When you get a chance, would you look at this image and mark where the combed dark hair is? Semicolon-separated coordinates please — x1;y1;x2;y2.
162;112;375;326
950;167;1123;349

================

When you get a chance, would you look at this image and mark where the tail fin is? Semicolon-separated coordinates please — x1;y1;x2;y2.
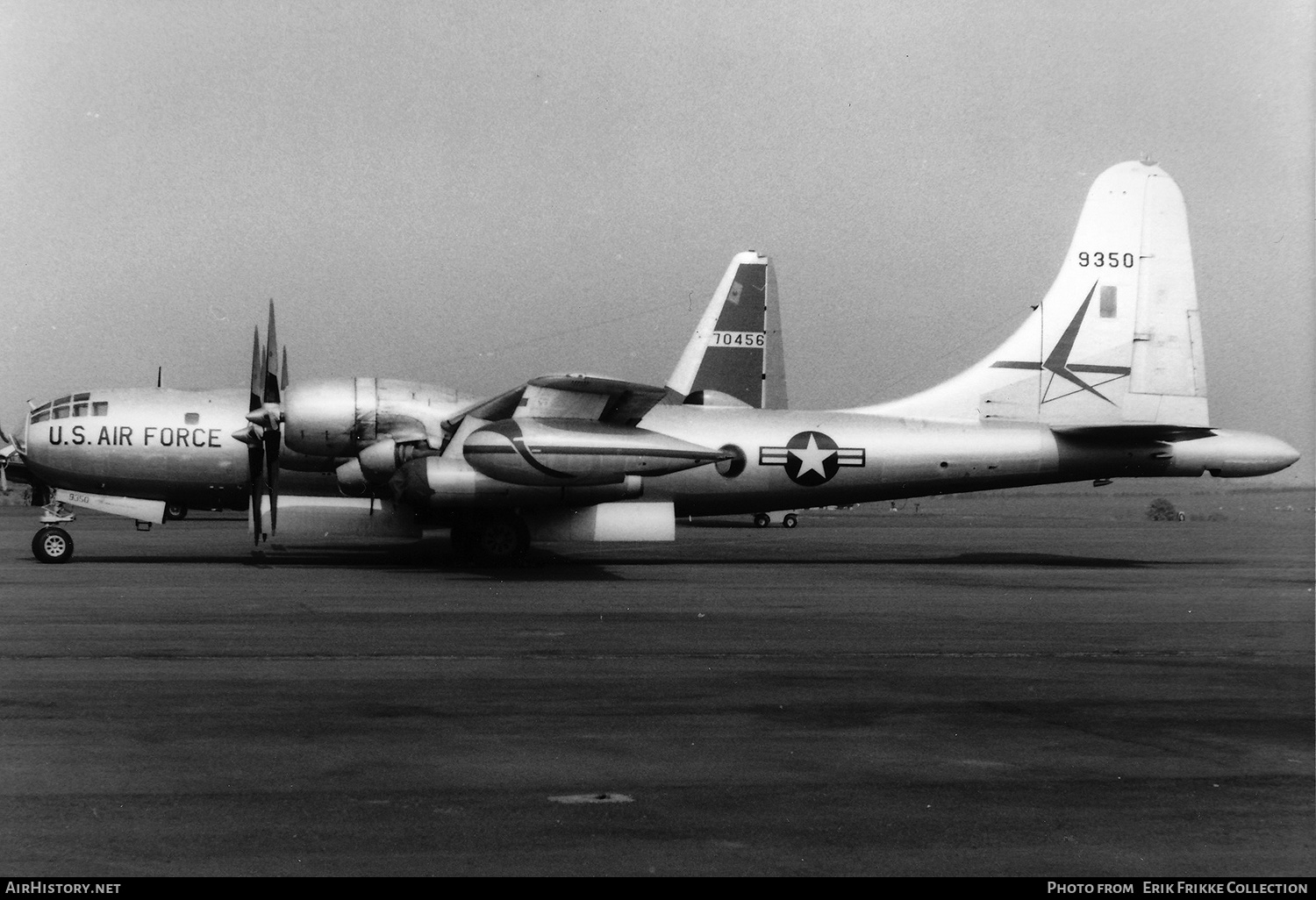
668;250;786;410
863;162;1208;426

================

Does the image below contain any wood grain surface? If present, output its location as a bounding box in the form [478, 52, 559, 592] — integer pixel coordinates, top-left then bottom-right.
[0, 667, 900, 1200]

================

**GOAL OF THE EXERCISE:**
Rewrite the lines from the one with "Does the image" up to and including the one with "[0, 667, 900, 1200]", putting "tiled surface" in place of "wood grain surface" and changing nothing else.

**EXERCISE RESULT:**
Does the image below contain any tiled surface? If present, output its location as a bounding box in the form [478, 52, 559, 592] — integer pixel coordinates, top-left then bottom-right.
[0, 667, 900, 1200]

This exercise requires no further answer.